**Explore o material**
[1] Repita, do texto sobre toxinas animais, a parte de "É por isso que" até "pele traseira mortal.", sem nenhuma alteração.
[2] No texto sobre toxinas animais, reescreva de forma mais curta o parágrafo que começa com "Essas defesas não são infalíveis", mantendo os fatos principais.
[3] Responda com base no texto sobre toxinas animais:
(a) O que as larvas da borboleta-monarca fazem antes de entrar na asclépia?
(b) Quais partes das salamandras tóxicas algumas tartarugas consomem?
(c) Onde aparecem pequenas gotículas quando se perturbam os besouros?

O sangue desta espécie de esquilo contém proteínas que bloqueiam algumas dessas toxinas, como as utilizadas pelas próprias cascavéis para sua proteção, caso o veneno escape das suas glândulas venenosas especializadas.
Essas defesas não são infalíveis. As cascavéis evoluem constantemente para produzir novos venenos e superar as adaptações dos esquilos, segundo Holding, e mesmo a cascavel irá morrer se for injetada com quantidade suficiente do seu próprio veneno.
É por isso que os animais, mesmo os resistentes, tentam evitar as toxinas como primeira medida defensiva. Daí vem o costume das cobras terrestres de arrastar a presa e a prática de algumas tartarugas de consumir apenas a pele da barriga e as vísceras de salamandras tóxicas, não a sua pele traseira mortal.
Mesmo os insetos que são resistentes a glicosídeos cardíacos, como as larvas da borboleta-monarca, cortam as veias da asclépia para permitir a saída do fluido tóxico, antes de adentrar na planta.
Cooptando toxinas
Muitos animais também encontram formas de armazenar com segurança as substâncias tóxicas que consomem e utilizá-las com seus próprios objetivos.
“Quando você faz algo para perturbar esses besouros, pode ver pequenas gotículas aparecerem sobre o seu élitro, a superfície dorsal dos insetos”, explica Dobler.

**Itens fornecidos**
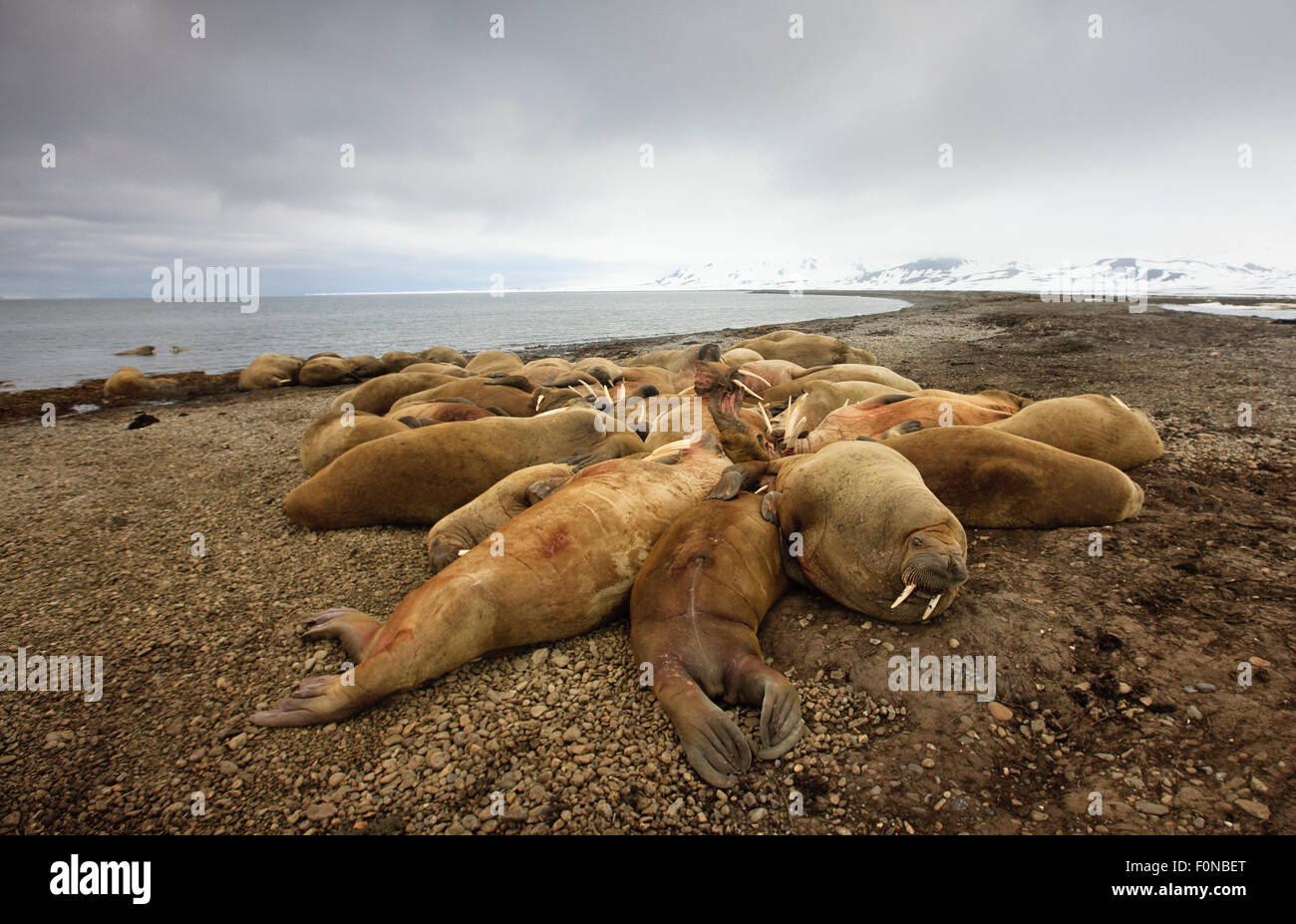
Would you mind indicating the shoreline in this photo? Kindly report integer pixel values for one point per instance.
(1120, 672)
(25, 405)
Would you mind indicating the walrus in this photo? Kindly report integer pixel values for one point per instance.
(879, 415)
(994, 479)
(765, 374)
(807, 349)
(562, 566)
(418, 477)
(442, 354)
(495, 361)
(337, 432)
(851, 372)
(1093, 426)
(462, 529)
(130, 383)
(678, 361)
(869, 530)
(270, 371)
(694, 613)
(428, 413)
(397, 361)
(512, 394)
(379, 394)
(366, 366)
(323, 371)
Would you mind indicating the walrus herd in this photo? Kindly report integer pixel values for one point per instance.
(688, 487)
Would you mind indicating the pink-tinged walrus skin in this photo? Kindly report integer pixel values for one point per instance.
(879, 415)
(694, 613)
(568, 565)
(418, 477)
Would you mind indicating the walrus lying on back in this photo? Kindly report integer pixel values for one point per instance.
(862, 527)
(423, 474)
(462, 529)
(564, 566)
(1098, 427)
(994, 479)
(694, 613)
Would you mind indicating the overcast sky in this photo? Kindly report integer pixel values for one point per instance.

**Respostas numeradas**
[1]
É por isso que os animais, mesmo os resistentes, tentam evitar as toxinas como primeira medida defensiva. Daí vem o costume das cobras terrestres de arrastar a presa e a prática de algumas tartarugas de consumir apenas a pele da barriga e as vísceras de salamandras tóxicas, não a sua pele traseira mortal.

[2] As defesas dos esquilos têm limites. Segundo Holding, as cascavéis evoluem sem parar e produzem novos venenos que superam as adaptações dos esquilos. Além disso, até a própria cascavel morre se receber dose suficiente do seu veneno.

[3]
(a) Cortam as veias da asclépia para deixar sair o fluido tóxico.
(b) Apenas a pele da barriga e as vísceras.
(c) Sobre o élitro, a superfície dorsal dos insetos.